* Detalhes do exercício *
Retome o relato sobre a apresentação de saxofone para os noivos e dê sequência à narrativa logo após a última frase.

* Texto fornecido *
§ §
Olhei para o meu amigo e o descarado teve a coragem de perguntar qual era o tom, quanta falsidade num só coração! Ficamos mais de 10 minutos discutindo qual seria o tom e já estava mais que decidido! Dei um sorriso amarelo e disse na maior naturalidade no estilo da encenação do Velho órgão, - É ré menor, você sabe essa musica?
Agora é demais! Eu já estava começando a gostar desse jogo de "os desmiolados" já estava até improvisando, perguntando se ele sabia essa musica. Eu acho que ele já tocou essa musica em todos os tons possíveis e imagináveis na sua trajetória como tecladista de casais apaixonados.
Comecei a tocar e apesar de eu não emitir nenhum som comparado ao Leo Gandelman, vi que a noiva ficou impressionada, chegou a segurar a mão do seu amado, como as pessoas fazem ao decolar de avião na primeira vez, e ela estava sorrindo e admirando eu tocando com meu sax de ultima geração (ultima mesmo, por pouco ele não vinha com a chave de Fá frontal) e enquanto eu tocava senti um clima de romance, ao mesmo tempo que, sentia um profundo ódio do meu amigo tecladista que estava mudando as harmonias e me atrapalhando todo, ele devia estar achando que era o Maestro Eduardo Lages.
Depois que acabei de tocar já não tão romântico assim, vi que o casal já tinha aceitado a idéia de ter um saxofonista na sua recepção.
E o meu amigo ainda diz que iria ser um show e tanto que eu irei tocar, Sax alto, Tenor, Soprano, Flauta, por pouco ele não me faz aprender Oboé também em cima da hora.
Lá se foi todo o meu planejamento por água baixo, todos os planos em não usar o Sax Alto e Soprano por cansar muito num evento desse tamanho.
O momento de maior pavor foi quando ele diz que eu tocava até música do Kenny G!
§ §
* Entradas fornecidas *
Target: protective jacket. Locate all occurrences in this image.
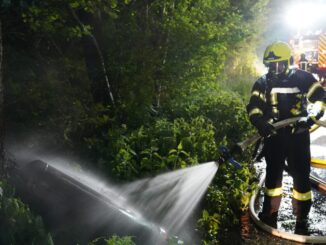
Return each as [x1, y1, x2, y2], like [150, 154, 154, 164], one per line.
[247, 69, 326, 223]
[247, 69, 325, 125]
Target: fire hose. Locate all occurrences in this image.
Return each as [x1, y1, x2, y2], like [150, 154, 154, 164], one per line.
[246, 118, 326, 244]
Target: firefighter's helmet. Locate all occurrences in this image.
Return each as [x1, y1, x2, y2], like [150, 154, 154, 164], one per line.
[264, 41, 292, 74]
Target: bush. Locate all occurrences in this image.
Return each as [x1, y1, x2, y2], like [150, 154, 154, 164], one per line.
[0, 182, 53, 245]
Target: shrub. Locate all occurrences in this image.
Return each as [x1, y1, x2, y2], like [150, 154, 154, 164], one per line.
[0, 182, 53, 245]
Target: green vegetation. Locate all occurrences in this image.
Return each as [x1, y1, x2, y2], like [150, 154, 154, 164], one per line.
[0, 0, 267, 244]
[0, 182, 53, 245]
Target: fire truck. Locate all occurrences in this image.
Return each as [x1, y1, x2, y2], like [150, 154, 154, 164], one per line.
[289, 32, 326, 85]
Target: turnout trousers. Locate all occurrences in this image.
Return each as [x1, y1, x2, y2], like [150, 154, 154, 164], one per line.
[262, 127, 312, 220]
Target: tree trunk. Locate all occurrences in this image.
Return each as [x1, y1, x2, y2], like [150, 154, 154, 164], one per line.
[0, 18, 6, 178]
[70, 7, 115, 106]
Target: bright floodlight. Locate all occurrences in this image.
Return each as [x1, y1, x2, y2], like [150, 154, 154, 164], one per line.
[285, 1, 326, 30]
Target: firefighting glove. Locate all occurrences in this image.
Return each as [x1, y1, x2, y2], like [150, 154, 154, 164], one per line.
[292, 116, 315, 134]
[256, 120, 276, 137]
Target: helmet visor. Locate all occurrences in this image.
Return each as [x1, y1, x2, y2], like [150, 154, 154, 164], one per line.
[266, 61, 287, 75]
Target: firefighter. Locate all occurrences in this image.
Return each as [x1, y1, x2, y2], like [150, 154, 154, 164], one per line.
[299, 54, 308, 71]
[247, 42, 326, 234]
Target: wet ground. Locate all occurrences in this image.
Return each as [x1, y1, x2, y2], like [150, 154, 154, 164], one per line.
§ §
* Resposta do exercício *
-Não! Kenny G, não!
Tocar carinhoso, até tudo bem, mas Kenny G já era uma covardia! Não tenho nada contra o pobre Kenny G, mas de alguma forma as musicas dele me traumatizaram de forma profunda ao lembrar de milhares de festinhas de 15 anos que eu fui, onde só tocavam Kenny G.
Lembro até uma vez que a aniversariante resolveu dançar valsa com todo mundo, eu já estava até esperando a locutora dizer: “-Agora a aniversariante chama seu cachorrinho Tommy pra dançar a valsa”.
Dessa forma criei um certo receio do Kenny G, da mesma forma que você cria um receio de ir à sala do seu chefe, depois que você descobre que duas pessoas já foram demitidas.
Mas tudo bem, vou levar todos os sax e a flauta pro evento. To pensando até em levar umas latas de tinta vazias e dá uma de Hermeto Pasqual já que vou tocar um monte de instrumentos mesmo.
O momento que me deixou feliz foi quando ela assinou o cheque, oficializando o evento que mais à frente irei tocar com meu amigo Maestro quase Eduardo Lages.
Depois de tudo oficializado e o casal já ter ido embora, olhei pro meu amigo e disse: -É depois dessa você vai tocar carinhoso sozinho, só pra aprender a não usar golpes baixos. Ainda tentei roubar um pacote de trakinas do armário dele, só pra ele ter que ir ao mercado comprar de novo, mas o danado já tinha comido tudo. Ainda vou ter minha vingança, ele vai ver...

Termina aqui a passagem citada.